start RECORDS SHOWN

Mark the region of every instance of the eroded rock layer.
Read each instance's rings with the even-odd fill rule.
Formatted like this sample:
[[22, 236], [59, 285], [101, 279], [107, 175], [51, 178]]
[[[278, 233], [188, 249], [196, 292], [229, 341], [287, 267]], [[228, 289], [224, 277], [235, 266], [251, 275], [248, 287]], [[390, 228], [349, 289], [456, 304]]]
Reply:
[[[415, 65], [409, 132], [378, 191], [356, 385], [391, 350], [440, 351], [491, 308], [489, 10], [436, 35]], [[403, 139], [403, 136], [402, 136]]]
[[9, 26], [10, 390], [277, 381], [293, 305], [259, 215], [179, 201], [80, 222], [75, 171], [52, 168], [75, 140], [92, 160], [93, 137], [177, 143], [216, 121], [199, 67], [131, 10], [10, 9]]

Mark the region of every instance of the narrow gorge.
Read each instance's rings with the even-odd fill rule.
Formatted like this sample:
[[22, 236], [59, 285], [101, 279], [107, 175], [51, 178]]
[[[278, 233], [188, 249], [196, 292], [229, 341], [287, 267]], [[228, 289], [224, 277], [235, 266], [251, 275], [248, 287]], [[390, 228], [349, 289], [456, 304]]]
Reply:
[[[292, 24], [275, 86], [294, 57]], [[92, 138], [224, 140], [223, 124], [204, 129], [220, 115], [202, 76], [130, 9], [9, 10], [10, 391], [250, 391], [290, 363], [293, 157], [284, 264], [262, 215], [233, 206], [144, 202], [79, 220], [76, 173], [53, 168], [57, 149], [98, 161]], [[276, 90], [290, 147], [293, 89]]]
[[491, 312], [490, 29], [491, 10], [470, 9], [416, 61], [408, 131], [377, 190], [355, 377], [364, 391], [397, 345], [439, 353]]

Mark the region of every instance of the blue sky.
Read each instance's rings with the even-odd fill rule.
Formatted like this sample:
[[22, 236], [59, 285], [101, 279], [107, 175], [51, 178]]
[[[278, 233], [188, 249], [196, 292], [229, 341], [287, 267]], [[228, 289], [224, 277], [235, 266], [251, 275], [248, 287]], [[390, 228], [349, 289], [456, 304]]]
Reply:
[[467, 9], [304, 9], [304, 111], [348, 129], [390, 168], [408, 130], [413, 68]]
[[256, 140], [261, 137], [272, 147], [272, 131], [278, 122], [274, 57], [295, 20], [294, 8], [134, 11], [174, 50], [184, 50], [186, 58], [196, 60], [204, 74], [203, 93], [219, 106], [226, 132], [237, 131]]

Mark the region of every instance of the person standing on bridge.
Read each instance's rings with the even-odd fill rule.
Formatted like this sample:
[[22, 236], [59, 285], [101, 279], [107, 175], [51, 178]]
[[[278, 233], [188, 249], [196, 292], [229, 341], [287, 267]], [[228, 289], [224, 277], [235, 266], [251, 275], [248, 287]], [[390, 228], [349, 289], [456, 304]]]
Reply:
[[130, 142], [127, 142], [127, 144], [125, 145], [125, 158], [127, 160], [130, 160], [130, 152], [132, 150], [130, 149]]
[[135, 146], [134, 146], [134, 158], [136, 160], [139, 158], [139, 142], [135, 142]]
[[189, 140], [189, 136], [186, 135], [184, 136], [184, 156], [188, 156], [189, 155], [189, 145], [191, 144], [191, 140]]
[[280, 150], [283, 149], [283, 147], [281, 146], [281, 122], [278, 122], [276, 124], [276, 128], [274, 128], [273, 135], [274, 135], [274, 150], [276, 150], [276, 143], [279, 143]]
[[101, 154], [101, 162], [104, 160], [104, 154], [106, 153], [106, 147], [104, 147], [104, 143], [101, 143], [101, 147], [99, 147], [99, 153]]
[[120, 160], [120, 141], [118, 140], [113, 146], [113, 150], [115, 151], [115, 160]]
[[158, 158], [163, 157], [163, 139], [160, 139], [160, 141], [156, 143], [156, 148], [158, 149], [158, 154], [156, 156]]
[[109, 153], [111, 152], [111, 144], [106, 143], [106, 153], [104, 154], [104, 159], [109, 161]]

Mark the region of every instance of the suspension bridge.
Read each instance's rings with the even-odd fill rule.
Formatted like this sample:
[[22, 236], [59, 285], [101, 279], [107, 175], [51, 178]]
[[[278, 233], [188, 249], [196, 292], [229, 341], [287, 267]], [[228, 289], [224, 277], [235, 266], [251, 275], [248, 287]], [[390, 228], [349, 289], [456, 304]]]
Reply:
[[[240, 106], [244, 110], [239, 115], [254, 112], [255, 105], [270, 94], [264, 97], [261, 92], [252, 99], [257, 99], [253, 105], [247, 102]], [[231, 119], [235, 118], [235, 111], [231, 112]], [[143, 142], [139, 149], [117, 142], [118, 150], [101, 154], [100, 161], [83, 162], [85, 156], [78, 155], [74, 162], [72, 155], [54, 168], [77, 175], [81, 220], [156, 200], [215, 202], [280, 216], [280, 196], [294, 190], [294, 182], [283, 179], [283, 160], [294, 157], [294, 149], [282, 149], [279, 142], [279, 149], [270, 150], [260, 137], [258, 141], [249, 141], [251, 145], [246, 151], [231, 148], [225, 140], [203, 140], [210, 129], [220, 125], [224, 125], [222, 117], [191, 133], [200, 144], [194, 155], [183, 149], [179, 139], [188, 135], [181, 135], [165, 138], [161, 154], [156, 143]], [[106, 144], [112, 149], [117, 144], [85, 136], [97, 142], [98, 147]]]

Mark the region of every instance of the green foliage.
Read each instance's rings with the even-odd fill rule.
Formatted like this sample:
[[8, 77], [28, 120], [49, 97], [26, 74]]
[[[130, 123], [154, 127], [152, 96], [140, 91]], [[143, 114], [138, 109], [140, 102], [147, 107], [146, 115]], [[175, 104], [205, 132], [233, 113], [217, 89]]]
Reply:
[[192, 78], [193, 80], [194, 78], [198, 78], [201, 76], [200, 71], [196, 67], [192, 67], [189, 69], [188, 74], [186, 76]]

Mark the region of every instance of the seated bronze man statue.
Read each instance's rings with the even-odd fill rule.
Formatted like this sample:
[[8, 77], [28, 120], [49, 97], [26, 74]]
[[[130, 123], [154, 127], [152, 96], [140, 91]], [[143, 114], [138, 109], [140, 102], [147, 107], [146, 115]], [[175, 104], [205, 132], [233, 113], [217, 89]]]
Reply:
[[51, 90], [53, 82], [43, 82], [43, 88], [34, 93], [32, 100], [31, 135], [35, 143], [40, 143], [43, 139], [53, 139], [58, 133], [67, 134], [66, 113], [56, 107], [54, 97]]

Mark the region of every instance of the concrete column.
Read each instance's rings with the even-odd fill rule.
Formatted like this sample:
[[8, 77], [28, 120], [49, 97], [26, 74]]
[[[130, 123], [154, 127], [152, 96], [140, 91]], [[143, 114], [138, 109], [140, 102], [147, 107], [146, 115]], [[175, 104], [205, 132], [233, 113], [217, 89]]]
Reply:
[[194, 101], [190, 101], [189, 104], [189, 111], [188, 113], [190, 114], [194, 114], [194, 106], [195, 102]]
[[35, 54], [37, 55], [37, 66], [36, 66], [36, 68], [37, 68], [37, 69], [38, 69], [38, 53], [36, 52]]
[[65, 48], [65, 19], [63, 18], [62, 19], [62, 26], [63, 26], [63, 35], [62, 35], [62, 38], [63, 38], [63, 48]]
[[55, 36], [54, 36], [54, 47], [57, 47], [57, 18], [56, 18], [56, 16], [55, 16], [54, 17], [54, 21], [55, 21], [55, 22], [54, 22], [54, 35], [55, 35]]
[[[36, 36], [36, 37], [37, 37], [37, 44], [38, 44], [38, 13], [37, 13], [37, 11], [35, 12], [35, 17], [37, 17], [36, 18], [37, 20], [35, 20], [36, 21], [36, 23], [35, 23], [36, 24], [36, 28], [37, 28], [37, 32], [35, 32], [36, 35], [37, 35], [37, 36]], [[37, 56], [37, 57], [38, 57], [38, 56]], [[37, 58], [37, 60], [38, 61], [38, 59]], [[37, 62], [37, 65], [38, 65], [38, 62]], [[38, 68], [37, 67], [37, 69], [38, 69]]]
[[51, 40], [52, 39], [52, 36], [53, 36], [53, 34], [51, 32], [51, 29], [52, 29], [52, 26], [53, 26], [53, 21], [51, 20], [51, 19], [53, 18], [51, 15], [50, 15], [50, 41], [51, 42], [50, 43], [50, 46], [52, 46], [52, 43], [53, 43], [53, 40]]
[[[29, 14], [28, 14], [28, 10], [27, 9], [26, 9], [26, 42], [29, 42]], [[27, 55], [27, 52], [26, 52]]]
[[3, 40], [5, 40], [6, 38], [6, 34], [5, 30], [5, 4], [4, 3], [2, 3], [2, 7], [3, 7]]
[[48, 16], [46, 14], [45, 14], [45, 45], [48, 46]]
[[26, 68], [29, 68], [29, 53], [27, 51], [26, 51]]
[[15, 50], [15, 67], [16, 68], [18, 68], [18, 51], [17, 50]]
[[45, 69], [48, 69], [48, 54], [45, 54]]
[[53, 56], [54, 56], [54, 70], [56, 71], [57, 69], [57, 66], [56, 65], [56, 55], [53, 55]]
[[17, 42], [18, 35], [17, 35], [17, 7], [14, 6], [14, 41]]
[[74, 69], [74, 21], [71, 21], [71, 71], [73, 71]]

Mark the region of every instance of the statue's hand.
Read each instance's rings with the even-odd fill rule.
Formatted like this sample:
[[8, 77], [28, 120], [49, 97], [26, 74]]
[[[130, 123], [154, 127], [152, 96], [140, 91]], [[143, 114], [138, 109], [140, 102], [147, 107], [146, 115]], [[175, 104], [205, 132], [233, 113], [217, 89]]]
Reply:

end RECORDS SHOWN

## [GIVEN TASK]
Rewrite the data from the line with "Mark the region of every instance of the seated" up to and including the line with "107], [54, 97]]" as a JSON list of strings, one string per line, with blank lines omitted.

## [SOLUTION FOR THIS EXERCISE]
[
  "Mark the region of every instance of the seated bronze man statue.",
  "Read each instance's rings with the even-odd fill rule.",
  "Formatted like this sample:",
  "[[8, 77], [28, 120], [49, 97], [26, 74]]",
  "[[[130, 123], [154, 127], [152, 96], [140, 91]], [[143, 114], [138, 109], [140, 102], [147, 107], [146, 115]], [[175, 104], [205, 132], [233, 113], [217, 89]]]",
  "Reply:",
  "[[51, 90], [53, 82], [43, 82], [43, 88], [34, 93], [32, 100], [31, 135], [35, 143], [40, 143], [43, 139], [53, 139], [58, 133], [67, 134], [66, 113], [56, 107], [54, 97]]"
]